▶ _Given entries_:
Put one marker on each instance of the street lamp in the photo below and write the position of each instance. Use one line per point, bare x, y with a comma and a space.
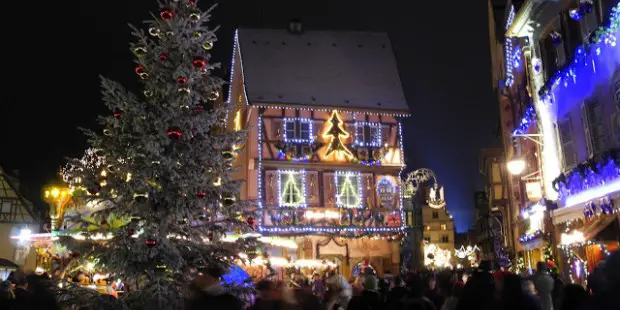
58, 198
516, 166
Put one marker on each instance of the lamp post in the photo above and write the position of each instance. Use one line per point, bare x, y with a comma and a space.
57, 197
516, 166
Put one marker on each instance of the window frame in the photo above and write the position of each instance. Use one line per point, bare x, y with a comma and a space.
302, 178
297, 131
352, 175
566, 146
360, 130
588, 127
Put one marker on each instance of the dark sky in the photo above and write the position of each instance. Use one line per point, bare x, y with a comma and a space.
54, 52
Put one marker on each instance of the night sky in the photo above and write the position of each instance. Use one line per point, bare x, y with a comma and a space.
53, 55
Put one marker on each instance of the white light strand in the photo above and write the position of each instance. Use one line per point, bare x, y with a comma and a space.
347, 176
291, 174
297, 121
260, 170
368, 141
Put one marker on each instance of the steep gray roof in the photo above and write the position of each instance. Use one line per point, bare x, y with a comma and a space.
353, 70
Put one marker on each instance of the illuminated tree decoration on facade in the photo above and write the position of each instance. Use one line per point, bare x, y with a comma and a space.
336, 133
349, 189
386, 189
292, 188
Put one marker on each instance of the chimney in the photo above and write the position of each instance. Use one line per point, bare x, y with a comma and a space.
294, 26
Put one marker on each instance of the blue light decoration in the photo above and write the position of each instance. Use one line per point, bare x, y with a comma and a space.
592, 64
237, 277
508, 50
374, 141
528, 118
531, 236
597, 177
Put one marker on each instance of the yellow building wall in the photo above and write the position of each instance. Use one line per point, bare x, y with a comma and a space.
8, 247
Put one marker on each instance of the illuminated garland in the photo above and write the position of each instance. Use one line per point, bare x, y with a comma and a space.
347, 195
336, 133
290, 193
298, 121
508, 49
374, 141
604, 34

▶ _Objective_:
Lay out the material above as a numbered list, one line per item, skipping any blank lines. Leave the picture out of your answer.

▶ _Task answer_:
1. Put one marker on each instance of the street lamp in the photo below and write the position of each instance. Use one line per point, bare x, y with a comma and a space.
2. 58, 198
3. 516, 166
4. Put one marker on each instance of the lamp post in the photo above and write the position of each instance. Use one line per point, bare x, y with a comma and a space.
5. 57, 197
6. 516, 166
7. Put one marker on each instance of the window frame in the photo above and write the position of each instance. Use one line per point, bare x, y with a comma and a space.
8. 302, 178
9. 297, 131
10. 352, 175
11. 566, 146
12. 360, 130
13. 588, 127
14. Put one marker on each instance of the dark sky in the photo above and write the position of each instance. Use one line per point, bare x, y with a comma and a space.
15. 54, 52
16. Put one marker on each instance of the night sky in the photo above and write the position of each instance. Use one line per point, bare x, y with a comma and a space.
17. 53, 55
18. Put one marker on each instance of the white light strand in the photo above and write the position of each instance. Use one line per point, bare x, y with a comma and a space.
19. 347, 176
20. 291, 174
21. 297, 121
22. 260, 170
23. 368, 141
24. Put one marker on each instance of the steep gray roof in the photo above and write the position of each instance. Use one line per point, bare x, y with a comma and a space.
25. 353, 70
26. Put one marker on each instance of the illuminated tree decoration on facade in the photo above and write the position of each instance. Use one line per point, bare x, y with a comma and a space.
27. 336, 133
28. 349, 189
29. 386, 189
30. 292, 188
31. Put one marker on each instance of the chimney in the photo above and write the position of each instance. Use one line per point, bare x, y with a comma and a space.
32. 294, 26
33. Put one marker on each instance of the blue light decoration in the photo above and write the position of each instance. Use one line per point, bare x, y with a comma and a space.
34. 592, 64
35. 237, 277
36. 508, 50
37. 374, 141
38. 528, 118
39. 531, 236
40. 597, 177
41. Put one marker on each instance of the yellow building wall in the photo above and write the position of each instance. Use one line per point, bare x, y with a comma and a space.
42. 8, 247
43. Put one marker on each instance of the illuminated garland in the photo above and write the position of each instance. Use one line per point, bare x, y with a comma and a space.
44. 347, 195
45. 336, 133
46. 290, 193
47. 298, 121
48. 508, 49
49. 374, 141
50. 604, 34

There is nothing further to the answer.